### What to produce
Change "rough mask" to "coarse mask" in the records, from the start through the line containing "box: [131, 409, 630, 750]", and give that part again with nothing else changed.

### Working data
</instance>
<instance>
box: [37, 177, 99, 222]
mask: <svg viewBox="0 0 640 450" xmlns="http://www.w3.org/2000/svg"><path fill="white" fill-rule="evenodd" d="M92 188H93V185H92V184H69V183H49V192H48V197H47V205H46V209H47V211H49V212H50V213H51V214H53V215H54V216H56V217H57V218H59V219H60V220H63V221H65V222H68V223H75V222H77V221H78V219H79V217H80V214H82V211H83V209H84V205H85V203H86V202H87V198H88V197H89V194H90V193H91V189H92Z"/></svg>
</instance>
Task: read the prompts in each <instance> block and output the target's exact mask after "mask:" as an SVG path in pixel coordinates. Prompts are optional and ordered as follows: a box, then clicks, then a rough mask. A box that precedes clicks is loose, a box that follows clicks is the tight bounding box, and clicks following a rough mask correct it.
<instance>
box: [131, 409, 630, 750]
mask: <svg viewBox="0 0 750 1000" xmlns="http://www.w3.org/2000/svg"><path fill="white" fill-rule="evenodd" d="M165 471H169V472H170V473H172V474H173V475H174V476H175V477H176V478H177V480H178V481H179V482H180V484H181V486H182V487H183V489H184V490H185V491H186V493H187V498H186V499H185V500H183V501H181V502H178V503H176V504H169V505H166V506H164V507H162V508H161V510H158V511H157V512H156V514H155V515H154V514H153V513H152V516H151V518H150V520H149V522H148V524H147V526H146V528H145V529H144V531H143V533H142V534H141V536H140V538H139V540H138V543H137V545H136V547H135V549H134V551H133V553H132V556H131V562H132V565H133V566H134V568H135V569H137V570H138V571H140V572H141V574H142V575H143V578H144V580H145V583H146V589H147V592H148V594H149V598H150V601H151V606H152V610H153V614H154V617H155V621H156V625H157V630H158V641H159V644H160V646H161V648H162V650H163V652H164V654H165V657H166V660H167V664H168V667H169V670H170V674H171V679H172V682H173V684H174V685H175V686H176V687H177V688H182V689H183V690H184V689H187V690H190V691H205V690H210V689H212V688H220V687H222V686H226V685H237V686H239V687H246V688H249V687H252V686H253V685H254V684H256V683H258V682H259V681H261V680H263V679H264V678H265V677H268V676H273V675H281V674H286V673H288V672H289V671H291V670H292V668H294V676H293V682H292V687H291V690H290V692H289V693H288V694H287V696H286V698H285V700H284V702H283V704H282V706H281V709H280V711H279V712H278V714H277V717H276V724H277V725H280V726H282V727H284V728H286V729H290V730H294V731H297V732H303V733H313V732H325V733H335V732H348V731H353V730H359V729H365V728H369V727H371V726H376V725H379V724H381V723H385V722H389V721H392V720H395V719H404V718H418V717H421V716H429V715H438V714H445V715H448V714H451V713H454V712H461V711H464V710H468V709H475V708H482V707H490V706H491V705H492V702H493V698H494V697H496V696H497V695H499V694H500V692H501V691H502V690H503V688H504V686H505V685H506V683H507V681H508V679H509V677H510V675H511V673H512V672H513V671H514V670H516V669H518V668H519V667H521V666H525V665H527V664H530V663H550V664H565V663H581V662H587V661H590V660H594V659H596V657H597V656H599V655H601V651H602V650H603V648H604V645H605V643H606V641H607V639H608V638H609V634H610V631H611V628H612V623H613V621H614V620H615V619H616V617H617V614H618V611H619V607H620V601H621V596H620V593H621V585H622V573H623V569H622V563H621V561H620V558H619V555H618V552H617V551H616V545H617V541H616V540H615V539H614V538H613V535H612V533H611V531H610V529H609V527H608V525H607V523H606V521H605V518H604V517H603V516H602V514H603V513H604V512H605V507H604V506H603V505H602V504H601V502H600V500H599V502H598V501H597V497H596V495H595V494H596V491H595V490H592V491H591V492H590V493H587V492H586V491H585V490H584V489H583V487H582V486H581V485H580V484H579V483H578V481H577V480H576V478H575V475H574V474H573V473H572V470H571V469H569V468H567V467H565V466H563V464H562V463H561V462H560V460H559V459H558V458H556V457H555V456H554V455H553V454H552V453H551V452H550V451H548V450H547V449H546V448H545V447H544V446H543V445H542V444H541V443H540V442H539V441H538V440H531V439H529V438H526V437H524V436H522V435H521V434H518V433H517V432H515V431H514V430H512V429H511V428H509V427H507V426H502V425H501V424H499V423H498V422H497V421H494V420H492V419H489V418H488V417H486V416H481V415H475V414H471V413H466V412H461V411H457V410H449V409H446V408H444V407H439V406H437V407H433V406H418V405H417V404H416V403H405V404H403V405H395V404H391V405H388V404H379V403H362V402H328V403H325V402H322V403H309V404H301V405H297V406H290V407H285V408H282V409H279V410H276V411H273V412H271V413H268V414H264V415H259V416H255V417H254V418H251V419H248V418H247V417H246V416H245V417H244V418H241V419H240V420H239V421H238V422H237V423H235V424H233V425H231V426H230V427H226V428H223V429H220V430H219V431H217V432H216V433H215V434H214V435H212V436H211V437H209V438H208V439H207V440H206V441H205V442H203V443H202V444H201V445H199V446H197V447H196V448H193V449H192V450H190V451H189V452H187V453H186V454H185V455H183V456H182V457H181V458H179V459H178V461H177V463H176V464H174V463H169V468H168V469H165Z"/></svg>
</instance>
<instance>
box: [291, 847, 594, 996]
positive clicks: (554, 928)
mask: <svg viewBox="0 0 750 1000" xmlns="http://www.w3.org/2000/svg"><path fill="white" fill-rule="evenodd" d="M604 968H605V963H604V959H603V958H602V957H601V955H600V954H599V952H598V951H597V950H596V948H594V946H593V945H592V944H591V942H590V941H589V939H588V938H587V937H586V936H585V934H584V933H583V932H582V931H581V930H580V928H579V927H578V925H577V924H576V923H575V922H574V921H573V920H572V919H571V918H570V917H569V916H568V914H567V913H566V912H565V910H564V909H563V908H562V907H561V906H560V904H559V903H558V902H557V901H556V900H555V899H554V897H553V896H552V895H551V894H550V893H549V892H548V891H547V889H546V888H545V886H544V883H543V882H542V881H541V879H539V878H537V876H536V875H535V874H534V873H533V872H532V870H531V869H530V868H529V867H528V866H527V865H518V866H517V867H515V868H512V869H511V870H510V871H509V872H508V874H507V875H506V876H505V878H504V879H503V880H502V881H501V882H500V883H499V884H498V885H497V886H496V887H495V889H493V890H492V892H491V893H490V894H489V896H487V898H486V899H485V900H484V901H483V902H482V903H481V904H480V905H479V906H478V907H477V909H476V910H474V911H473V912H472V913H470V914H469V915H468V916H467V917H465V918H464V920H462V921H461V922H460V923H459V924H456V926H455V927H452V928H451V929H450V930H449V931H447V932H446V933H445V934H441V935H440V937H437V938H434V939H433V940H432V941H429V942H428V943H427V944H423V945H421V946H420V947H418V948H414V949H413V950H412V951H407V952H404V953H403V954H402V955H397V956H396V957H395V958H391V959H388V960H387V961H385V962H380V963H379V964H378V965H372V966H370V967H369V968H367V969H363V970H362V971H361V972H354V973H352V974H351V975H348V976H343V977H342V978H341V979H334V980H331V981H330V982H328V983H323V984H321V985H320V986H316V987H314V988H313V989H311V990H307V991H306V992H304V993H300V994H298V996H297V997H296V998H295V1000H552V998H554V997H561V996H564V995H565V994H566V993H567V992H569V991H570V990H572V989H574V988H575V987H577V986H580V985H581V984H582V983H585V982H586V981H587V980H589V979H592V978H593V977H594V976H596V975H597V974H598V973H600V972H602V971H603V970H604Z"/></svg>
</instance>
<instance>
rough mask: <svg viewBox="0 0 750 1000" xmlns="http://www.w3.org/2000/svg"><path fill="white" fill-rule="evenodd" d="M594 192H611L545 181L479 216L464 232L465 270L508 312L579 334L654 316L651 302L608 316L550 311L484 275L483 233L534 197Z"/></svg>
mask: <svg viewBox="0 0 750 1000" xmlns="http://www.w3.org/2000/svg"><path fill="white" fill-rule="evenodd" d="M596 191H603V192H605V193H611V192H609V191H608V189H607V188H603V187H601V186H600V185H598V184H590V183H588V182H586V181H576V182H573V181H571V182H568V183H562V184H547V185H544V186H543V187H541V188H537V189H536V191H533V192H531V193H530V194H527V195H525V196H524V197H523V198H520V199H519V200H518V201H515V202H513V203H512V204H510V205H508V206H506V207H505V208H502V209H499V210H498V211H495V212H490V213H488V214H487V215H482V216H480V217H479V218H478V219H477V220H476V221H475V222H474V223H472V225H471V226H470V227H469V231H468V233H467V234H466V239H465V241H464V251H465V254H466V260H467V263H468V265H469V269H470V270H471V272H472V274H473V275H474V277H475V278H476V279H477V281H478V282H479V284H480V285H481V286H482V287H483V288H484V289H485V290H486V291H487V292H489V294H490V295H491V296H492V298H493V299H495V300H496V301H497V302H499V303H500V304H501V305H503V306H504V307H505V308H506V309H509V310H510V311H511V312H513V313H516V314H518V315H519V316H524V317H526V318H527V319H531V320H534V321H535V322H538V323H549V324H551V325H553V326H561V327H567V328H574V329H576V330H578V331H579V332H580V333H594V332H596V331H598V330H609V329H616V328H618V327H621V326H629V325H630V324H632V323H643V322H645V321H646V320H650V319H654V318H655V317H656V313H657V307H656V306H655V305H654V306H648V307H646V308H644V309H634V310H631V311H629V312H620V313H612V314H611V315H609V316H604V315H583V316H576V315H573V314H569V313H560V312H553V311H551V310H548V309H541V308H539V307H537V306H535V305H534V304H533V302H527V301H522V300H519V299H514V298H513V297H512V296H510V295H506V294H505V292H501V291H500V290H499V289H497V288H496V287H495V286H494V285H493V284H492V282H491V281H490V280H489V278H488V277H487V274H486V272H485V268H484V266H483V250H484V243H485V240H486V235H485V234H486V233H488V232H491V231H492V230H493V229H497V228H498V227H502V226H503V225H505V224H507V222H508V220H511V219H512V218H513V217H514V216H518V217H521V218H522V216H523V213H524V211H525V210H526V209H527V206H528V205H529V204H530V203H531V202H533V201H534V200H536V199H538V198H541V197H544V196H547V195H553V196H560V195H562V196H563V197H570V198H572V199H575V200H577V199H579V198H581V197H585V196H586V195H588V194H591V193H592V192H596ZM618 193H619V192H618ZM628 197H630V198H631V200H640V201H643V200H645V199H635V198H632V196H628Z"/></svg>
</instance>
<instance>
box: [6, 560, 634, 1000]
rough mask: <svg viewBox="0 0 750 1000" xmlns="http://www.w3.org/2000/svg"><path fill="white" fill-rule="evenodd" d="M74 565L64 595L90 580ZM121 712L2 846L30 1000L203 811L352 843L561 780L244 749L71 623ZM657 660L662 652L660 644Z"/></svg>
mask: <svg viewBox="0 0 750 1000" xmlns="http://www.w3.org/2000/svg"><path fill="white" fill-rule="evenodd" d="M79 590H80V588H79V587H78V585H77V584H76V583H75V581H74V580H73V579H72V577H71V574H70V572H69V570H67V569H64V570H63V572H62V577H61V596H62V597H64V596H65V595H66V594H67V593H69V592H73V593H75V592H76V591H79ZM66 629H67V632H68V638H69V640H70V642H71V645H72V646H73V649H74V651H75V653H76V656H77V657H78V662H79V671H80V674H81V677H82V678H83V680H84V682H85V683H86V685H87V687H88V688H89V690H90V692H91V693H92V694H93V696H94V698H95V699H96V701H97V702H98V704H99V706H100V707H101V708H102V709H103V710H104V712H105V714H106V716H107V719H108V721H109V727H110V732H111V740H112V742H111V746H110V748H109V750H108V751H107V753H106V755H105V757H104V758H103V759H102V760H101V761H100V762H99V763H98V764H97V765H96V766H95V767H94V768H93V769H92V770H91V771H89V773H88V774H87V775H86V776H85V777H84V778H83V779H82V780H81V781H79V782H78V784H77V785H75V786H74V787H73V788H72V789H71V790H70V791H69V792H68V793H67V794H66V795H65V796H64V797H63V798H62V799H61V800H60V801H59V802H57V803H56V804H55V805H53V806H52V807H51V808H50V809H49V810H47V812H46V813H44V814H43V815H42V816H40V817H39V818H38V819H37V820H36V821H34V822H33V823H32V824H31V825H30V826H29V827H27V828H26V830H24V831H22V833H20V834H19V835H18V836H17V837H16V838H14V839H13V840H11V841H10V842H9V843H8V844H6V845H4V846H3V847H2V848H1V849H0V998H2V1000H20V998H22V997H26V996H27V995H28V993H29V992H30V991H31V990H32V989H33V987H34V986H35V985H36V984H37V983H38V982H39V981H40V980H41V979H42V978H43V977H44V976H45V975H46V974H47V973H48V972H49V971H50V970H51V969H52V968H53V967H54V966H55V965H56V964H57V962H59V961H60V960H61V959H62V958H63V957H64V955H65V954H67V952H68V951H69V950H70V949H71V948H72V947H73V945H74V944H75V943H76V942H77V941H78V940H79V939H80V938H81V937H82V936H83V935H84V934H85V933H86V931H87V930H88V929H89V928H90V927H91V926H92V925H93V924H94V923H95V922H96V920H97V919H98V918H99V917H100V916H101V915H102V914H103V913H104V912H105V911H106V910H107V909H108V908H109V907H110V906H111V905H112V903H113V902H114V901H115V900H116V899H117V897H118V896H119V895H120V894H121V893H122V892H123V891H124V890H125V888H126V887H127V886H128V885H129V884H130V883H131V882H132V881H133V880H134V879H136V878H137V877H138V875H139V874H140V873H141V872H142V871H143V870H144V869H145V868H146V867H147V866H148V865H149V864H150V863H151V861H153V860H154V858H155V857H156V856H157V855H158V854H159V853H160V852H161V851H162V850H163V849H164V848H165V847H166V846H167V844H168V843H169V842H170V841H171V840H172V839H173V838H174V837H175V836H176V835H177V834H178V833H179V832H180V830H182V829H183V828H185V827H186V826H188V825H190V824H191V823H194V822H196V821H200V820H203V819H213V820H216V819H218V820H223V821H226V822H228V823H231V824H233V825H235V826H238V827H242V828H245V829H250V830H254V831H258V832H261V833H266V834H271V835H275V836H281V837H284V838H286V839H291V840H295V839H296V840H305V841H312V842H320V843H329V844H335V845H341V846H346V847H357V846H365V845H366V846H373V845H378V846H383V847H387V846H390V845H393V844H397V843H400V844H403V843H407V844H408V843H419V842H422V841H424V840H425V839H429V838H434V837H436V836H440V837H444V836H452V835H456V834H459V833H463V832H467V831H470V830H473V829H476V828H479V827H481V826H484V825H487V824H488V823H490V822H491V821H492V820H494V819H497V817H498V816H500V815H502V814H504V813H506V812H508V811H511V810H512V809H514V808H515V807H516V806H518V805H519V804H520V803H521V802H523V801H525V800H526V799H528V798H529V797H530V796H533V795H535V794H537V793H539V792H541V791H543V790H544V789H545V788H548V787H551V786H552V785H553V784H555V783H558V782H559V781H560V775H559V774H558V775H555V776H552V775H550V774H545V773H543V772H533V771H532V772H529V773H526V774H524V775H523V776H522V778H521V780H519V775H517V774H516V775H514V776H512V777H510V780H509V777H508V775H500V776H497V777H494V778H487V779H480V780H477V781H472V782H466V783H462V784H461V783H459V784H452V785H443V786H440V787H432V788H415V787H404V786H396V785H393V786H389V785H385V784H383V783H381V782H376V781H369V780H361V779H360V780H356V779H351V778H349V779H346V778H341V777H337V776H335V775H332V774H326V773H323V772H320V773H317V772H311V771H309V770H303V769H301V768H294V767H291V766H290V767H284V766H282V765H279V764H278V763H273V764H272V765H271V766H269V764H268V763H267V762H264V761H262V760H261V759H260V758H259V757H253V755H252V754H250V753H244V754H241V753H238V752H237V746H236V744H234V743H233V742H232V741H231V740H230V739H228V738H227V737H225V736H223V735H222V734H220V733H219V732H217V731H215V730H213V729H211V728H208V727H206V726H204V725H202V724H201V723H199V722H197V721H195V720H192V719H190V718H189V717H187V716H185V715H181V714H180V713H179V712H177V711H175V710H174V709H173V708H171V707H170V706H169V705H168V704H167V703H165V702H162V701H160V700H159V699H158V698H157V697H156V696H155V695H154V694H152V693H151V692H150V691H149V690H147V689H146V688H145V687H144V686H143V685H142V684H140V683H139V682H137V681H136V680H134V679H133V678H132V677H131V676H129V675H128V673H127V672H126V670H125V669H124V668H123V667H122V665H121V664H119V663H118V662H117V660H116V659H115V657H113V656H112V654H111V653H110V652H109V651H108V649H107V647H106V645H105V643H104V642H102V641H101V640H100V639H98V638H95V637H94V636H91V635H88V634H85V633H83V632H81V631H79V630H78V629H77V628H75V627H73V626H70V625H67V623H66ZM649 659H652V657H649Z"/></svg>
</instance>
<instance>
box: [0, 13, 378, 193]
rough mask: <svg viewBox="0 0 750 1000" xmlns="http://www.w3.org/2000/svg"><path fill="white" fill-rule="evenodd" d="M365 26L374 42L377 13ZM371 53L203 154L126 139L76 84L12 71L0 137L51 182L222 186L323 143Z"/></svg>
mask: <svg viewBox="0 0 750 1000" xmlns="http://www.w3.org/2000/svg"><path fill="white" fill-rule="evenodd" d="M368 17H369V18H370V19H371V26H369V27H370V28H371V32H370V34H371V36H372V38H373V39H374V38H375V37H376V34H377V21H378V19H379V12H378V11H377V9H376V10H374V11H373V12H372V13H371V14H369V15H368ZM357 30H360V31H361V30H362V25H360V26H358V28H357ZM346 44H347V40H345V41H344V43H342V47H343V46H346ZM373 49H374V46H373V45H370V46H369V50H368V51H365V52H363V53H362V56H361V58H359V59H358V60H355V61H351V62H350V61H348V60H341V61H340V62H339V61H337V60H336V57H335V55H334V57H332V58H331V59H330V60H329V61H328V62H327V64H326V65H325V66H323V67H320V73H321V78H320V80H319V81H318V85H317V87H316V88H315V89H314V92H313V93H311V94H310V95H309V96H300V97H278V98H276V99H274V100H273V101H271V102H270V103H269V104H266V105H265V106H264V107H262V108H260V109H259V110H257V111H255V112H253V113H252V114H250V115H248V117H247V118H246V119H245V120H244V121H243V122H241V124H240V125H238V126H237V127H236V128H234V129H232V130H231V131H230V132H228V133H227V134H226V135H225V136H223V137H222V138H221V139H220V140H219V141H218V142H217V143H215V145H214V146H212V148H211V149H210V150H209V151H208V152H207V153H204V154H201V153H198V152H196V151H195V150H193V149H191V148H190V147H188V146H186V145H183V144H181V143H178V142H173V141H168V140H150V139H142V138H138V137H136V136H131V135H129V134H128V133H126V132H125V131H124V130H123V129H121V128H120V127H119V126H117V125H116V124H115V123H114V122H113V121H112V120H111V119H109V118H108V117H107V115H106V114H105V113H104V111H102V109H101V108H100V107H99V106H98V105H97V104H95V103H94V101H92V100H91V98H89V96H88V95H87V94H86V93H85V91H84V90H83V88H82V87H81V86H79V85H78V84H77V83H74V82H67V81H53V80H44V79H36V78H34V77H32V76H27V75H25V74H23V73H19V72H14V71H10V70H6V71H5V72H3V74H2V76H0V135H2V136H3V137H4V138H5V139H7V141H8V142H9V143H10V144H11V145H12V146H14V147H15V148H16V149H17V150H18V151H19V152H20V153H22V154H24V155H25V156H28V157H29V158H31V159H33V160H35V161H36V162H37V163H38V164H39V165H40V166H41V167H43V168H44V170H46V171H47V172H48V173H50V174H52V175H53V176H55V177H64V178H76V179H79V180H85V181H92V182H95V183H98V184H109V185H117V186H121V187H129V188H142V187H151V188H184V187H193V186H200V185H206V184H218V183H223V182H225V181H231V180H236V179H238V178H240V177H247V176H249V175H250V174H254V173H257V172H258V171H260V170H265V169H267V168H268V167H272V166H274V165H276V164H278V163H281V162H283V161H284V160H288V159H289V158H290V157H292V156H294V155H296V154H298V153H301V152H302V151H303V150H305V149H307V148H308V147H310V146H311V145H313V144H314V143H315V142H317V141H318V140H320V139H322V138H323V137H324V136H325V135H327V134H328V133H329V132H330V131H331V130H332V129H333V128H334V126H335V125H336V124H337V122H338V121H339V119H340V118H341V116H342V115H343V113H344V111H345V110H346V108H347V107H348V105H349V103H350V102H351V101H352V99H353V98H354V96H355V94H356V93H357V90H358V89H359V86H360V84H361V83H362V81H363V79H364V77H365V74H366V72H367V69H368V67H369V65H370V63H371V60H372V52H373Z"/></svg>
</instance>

### Your response
</instance>
<instance>
box: [37, 177, 99, 222]
mask: <svg viewBox="0 0 640 450" xmlns="http://www.w3.org/2000/svg"><path fill="white" fill-rule="evenodd" d="M92 188H93V185H92V184H69V183H49V192H48V197H47V205H46V209H47V211H49V212H50V213H51V214H53V215H54V216H56V217H57V218H59V219H60V220H63V221H65V222H68V223H75V222H77V221H78V219H79V217H80V214H82V211H83V209H84V205H85V203H86V202H87V198H88V197H89V194H90V193H91V189H92Z"/></svg>
</instance>
Task: read the prompts in each <instance> block and output the target's exact mask after "mask:" as an SVG path in pixel coordinates. Prompts are optional and ordered as follows: a box, then clicks, then a coarse mask. A box that precedes clicks is loose, a box that follows clicks is the tight bounding box, and clicks following a coarse mask correct it.
<instance>
box: [131, 409, 630, 750]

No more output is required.